SET PROBLEM ->
Give as a JSON list of strings the lines of the rows starting at the line containing "For every instance of the dog's paw, the" and ending at the last line of the rows, one string per line, with blank lines omitted.

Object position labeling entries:
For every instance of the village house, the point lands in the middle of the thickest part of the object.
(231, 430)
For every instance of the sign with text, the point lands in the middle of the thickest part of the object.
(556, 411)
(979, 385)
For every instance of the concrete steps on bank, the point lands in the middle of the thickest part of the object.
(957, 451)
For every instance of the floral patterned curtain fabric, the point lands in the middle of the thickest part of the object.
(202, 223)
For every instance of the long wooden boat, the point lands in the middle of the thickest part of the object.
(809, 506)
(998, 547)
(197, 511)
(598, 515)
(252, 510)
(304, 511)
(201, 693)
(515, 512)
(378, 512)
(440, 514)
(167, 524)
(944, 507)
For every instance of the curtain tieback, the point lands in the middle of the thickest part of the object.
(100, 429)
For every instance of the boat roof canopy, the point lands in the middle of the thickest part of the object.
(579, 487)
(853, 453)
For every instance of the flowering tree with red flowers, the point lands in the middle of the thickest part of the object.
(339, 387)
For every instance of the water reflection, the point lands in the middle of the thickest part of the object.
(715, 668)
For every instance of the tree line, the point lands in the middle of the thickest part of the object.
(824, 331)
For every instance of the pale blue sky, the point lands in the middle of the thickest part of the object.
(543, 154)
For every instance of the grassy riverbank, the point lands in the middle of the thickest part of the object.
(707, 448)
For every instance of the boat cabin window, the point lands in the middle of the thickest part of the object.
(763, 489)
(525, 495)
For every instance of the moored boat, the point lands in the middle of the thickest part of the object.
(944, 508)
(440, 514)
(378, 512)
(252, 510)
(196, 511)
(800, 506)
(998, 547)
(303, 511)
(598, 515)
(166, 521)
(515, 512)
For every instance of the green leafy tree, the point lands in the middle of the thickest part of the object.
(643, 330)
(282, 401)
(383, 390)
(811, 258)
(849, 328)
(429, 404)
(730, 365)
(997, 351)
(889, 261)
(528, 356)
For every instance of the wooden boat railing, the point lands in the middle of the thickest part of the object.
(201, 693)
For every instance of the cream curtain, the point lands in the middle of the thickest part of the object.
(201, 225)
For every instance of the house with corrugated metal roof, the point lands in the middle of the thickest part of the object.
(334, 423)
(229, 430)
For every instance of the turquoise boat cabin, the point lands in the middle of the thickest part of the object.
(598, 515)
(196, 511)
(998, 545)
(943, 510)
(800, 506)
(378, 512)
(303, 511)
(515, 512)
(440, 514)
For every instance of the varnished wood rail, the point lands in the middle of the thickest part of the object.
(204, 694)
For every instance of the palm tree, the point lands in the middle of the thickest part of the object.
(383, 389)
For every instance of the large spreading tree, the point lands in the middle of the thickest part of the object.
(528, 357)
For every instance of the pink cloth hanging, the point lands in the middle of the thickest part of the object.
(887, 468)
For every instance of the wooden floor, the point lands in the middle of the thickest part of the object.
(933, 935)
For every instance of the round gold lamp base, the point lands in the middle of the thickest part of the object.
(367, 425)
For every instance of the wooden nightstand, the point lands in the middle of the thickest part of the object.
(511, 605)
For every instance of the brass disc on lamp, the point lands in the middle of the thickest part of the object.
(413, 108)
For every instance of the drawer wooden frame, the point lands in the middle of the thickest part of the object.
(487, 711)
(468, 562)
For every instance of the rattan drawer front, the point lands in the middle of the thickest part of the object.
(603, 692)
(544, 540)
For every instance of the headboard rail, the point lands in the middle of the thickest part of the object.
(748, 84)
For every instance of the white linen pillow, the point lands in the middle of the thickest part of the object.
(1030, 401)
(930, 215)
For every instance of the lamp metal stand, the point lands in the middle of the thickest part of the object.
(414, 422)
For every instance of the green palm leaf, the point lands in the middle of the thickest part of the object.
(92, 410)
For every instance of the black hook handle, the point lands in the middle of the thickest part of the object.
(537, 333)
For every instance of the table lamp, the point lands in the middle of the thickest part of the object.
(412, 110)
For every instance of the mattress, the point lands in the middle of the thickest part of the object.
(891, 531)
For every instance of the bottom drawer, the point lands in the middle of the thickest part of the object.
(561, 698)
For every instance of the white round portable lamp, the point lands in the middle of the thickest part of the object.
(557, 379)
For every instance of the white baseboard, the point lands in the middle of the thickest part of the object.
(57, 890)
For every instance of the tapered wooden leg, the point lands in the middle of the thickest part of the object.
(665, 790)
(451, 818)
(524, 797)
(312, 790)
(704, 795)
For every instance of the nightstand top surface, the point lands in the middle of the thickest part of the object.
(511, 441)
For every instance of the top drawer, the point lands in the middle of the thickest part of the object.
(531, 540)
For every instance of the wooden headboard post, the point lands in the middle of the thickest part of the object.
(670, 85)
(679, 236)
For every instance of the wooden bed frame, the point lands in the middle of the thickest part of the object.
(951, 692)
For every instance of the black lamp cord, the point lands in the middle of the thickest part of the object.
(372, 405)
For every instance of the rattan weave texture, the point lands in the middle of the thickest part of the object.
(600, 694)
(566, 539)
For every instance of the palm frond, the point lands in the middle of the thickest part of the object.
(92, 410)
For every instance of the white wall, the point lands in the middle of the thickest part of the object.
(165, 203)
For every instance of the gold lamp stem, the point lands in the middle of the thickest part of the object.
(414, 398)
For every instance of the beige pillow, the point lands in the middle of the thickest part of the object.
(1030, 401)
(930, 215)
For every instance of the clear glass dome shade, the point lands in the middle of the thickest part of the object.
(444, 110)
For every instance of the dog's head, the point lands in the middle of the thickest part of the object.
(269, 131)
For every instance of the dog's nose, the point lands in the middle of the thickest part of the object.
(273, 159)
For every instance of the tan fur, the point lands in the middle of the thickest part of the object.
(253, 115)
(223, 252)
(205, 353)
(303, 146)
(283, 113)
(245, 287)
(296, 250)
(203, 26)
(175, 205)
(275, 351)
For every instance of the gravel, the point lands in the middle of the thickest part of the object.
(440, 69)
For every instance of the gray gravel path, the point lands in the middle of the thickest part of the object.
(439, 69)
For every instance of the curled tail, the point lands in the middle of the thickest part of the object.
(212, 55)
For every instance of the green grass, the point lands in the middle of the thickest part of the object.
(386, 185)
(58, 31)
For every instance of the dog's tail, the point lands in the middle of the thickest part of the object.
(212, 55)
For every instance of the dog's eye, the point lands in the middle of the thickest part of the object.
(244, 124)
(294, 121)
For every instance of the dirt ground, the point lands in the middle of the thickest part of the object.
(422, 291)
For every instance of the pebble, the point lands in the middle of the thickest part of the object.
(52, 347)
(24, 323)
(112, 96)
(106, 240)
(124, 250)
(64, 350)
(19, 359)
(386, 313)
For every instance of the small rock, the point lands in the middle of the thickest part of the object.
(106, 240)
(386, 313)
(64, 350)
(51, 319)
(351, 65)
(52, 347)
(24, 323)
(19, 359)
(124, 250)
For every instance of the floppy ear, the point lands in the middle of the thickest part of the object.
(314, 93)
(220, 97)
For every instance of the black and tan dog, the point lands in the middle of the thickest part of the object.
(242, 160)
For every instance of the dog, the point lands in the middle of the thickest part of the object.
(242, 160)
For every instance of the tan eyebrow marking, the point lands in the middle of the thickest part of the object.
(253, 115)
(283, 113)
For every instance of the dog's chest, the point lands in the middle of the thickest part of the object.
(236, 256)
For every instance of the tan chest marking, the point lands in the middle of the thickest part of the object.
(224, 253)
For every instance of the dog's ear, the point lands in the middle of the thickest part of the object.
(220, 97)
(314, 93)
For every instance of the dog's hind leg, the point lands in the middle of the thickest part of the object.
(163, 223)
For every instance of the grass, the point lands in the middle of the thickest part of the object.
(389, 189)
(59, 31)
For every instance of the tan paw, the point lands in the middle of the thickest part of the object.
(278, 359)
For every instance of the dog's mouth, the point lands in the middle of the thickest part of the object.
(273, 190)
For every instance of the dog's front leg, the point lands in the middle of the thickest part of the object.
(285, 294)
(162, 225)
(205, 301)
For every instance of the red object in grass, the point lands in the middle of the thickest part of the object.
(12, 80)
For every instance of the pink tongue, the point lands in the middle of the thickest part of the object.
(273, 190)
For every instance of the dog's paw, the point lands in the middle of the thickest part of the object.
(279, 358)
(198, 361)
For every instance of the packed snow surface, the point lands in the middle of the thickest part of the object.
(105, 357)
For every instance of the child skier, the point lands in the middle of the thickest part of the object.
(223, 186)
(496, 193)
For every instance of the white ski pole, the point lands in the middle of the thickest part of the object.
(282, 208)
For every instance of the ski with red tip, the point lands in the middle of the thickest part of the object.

THE RESPONSE ->
[
  "For every instance of the dog's paw, the point lands in the middle of the thickest part of the object.",
  "(279, 358)",
  "(198, 361)",
  "For every instance of the packed snow surface, the point lands in the middle of the thickest part of the object.",
  "(105, 357)",
  "For every instance of the child skier, the point lands in the middle of the thickest part of the object.",
  "(223, 186)",
  "(496, 193)",
  "For every instance of the white ski pole, the point lands in the middle of the thickest part of the object.",
  "(282, 208)",
  "For every instance of the ski with red tip, the point lands in the middle of the thickest part of the object."
]